In the early 1870s, a road was laid from what is now Fairhaven to the present St Anne's Square and a further road continued to the Parish Church of St Anne which was built in 1872/3 and funded by Lady Eleanor Cecily Clifton. The church gave the name to the new town of St Anne's on the Sea.

In 1874, the St Anne's on the Sea Land and Building Company was formed by eight Rossendale men led by the chairman Joseph Wood Whitehead. This company negotiated 999 year leases with Thomas Fair who had succeeded his father James as the Clifton's agent. This company sought to develop what became known as the Square Mile in the centre of St Anne's. The architects for the project were Maxwell and Tuke of Peel Chambers, Bury. James Maxwell himself came from Haslingden in Rawtenstall and these men later went on to design Blackpool Tower.

:: Required work ::
**A.** According to the St Anne's history passage, who funded the Parish Church of St Anne?
**B.** Retype the St Anne's history passage from "In the early" to "design Blackpool Tower.".
**C.** Which people in the St Anne's history passage are named by both a first name and a surname?

:: Supplied records ::
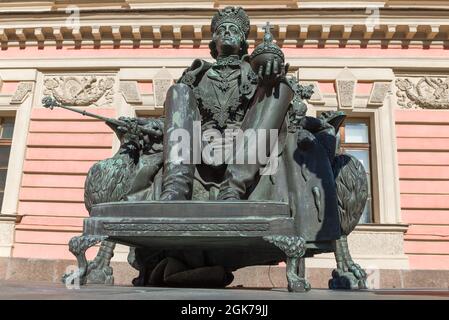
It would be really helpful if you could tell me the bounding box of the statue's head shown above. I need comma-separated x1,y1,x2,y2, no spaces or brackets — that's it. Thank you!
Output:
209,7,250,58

==

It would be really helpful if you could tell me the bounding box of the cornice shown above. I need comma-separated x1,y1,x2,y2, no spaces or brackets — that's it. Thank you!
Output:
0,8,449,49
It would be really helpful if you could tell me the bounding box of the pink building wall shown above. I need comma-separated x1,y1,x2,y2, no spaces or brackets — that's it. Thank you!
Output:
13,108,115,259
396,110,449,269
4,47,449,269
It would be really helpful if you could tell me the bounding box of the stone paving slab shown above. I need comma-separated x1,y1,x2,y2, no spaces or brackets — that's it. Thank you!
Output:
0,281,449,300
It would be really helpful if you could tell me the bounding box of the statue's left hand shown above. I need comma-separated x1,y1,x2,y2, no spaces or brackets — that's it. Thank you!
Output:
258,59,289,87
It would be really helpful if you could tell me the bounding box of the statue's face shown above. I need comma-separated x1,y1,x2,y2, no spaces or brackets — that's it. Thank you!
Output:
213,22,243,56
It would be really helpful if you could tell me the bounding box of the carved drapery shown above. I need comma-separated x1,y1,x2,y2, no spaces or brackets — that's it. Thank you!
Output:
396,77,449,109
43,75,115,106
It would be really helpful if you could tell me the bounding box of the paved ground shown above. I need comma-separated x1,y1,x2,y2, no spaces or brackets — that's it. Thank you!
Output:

:: Your written answers ::
**A.** Lady Eleanor Cecily Clifton

**B.**
In the early 1870s, a road was laid from what is now Fairhaven to the present St Anne's Square and a further road continued to the Parish Church of St Anne which was built in 1872/3 and funded by Lady Eleanor Cecily Clifton. The church gave the name to the new town of St Anne's on the Sea.

In 1874, the St Anne's on the Sea Land and Building Company was formed by eight Rossendale men led by the chairman Joseph Wood Whitehead. This company negotiated 999 year leases with Thomas Fair who had succeeded his father James as the Clifton's agent. This company sought to develop what became known as the Square Mile in the centre of St Anne's. The architects for the project were Maxwell and Tuke of Peel Chambers, Bury. James Maxwell himself came from Haslingden in Rawtenstall and these men later went on to design Blackpool Tower.

**C.** Lady Eleanor Cecily Clifton, Joseph Wood Whitehead, Thomas Fair, James Maxwell